Given instruction
Output the stretch from the line containing "Question. For every instance of the yellow" through the end of the records below as a numbered list, with blank lines omitted.

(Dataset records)
= = = =

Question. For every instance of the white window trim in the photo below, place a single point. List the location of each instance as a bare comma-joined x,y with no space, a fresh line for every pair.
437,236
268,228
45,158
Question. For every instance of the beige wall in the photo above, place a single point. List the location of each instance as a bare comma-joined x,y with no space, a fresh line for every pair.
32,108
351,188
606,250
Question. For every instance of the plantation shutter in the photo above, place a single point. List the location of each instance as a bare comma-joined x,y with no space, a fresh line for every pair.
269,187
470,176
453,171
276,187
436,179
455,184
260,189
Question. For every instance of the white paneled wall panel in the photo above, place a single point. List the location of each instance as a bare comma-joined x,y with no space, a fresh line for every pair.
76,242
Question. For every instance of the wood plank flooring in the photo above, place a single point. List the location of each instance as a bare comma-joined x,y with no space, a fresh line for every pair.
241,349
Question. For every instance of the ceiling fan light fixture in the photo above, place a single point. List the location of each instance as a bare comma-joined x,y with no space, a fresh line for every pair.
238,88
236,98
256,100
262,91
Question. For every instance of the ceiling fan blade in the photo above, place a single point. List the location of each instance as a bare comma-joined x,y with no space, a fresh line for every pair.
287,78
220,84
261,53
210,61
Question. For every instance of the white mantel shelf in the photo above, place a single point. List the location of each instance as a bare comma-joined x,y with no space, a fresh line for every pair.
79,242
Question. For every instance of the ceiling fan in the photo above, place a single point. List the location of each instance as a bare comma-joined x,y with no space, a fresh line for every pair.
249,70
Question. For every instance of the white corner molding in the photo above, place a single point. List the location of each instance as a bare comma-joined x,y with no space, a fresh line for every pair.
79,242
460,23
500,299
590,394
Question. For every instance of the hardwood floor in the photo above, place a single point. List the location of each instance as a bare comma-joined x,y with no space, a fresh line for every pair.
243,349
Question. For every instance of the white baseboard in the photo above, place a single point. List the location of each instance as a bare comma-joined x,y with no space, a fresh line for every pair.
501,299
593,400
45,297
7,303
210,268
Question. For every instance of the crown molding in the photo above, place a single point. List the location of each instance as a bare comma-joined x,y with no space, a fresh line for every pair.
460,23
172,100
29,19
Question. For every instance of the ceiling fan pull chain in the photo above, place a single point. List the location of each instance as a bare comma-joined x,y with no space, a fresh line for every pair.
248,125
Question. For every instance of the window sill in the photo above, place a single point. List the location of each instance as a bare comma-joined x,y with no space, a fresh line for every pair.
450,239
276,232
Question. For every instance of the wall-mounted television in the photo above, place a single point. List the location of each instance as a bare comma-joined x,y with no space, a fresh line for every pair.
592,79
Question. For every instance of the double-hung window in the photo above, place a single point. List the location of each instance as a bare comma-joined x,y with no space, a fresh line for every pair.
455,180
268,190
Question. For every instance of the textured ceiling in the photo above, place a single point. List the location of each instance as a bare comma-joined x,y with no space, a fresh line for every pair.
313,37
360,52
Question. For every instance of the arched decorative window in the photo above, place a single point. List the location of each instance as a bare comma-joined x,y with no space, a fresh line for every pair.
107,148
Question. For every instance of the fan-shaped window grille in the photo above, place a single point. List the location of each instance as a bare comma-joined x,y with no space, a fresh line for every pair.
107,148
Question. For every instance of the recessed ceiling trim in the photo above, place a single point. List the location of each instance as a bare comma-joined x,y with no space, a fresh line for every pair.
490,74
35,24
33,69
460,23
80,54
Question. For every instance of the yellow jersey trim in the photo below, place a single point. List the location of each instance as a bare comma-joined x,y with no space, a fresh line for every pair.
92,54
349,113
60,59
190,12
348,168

= = = =

Task solution
1. Question. For every instance of the yellow jersey trim in the photo below, place a single point. List the location of each instance as a bare comma-joined x,y with no space, a fresh line for every pair.
2. 92,54
3. 349,113
4. 60,59
5. 190,12
6. 348,168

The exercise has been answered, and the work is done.